Extract every line of the records below and reproduce each one without any change.

-- start PROVIDED DATA --

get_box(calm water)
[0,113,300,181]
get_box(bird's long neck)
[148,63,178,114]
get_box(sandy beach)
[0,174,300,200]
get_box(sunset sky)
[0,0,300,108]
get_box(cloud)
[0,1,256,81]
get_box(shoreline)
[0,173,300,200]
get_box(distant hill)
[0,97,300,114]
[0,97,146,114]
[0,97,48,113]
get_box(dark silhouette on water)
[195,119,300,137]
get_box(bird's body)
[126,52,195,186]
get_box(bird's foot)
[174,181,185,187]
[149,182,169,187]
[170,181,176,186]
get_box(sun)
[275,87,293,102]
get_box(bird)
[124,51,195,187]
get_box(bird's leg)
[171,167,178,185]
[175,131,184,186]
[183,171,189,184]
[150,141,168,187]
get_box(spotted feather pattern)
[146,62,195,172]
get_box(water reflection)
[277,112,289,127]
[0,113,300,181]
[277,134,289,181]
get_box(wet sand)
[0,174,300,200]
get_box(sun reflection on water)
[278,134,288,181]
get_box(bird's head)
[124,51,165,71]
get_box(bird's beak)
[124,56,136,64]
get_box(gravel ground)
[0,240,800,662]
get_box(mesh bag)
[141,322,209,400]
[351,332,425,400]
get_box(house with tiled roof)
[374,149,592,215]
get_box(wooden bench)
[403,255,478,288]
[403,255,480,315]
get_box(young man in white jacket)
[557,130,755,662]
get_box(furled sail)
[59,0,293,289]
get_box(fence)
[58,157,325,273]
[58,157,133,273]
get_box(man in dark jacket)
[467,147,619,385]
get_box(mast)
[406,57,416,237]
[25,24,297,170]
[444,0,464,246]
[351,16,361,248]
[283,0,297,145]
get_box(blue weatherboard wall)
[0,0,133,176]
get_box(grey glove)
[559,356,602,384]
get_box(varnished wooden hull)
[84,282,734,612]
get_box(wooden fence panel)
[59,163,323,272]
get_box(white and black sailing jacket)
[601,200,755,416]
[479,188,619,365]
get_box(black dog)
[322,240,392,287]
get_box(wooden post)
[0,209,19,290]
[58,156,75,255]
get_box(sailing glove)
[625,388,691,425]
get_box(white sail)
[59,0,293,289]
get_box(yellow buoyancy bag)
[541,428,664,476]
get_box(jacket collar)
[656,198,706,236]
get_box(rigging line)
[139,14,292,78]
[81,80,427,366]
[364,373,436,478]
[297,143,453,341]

-- end PROVIDED DATA --

[THE COMPLETED TASK]
get_box(calm water)
[0,113,300,181]
get_box(bird's long neck)
[148,63,178,114]
get_box(sandy beach)
[0,174,300,200]
get_box(sunset sky)
[0,0,300,108]
get_box(cloud)
[0,1,256,81]
get_box(shoreline)
[0,173,300,200]
get_box(distant hill)
[0,97,300,114]
[0,97,146,114]
[0,97,48,113]
get_box(dark silhouette on water)
[195,119,300,137]
get_box(bird's body)
[126,52,195,186]
get_box(bird's foot)
[174,181,185,187]
[149,182,169,187]
[170,181,176,186]
get_box(sun)
[275,87,293,102]
get_box(bird)
[124,51,195,187]
get_box(bird's leg)
[171,167,178,185]
[175,131,184,186]
[183,171,189,184]
[150,141,168,187]
get_box(spotted feather pattern)
[146,62,195,172]
get_box(water reflection)
[277,112,289,127]
[0,113,300,181]
[277,134,289,181]
get_box(wet sand)
[0,174,300,200]
get_box(sun reflection on water)
[278,134,288,181]
get_box(bird's head)
[124,51,165,71]
get_box(bird's beak)
[124,56,136,64]
get_box(gravel ground)
[0,240,800,662]
get_box(mesh bag)
[141,322,209,400]
[351,332,425,400]
get_box(house with tiled roof)
[374,149,592,215]
get_box(wooden bench)
[403,255,478,288]
[403,255,480,315]
get_box(young man in white jacket)
[557,130,755,662]
get_box(furled sail)
[59,0,293,289]
get_box(fence)
[58,157,325,273]
[58,157,133,273]
get_box(man in dark jacket)
[467,147,619,385]
get_box(mast)
[406,57,416,237]
[25,24,297,170]
[444,0,464,246]
[351,16,361,248]
[283,0,297,145]
get_box(blue weatherboard wall)
[0,0,133,176]
get_box(grey glove)
[559,356,602,384]
get_box(varnished wooden hull)
[84,282,734,612]
get_box(wooden fence panel)
[59,163,323,272]
get_box(white and black sailing jacket)
[601,200,755,416]
[479,188,619,365]
get_box(black dog)
[322,240,392,287]
get_box(wooden post)
[0,209,19,290]
[58,156,75,255]
get_box(sailing glove)
[625,388,691,425]
get_box(white sail)
[59,0,293,289]
get_box(yellow buoyancy bag)
[541,428,664,476]
get_box(jacket collar)
[656,198,706,236]
get_box(rigging line)
[139,14,292,78]
[81,80,427,366]
[364,373,436,478]
[297,143,453,341]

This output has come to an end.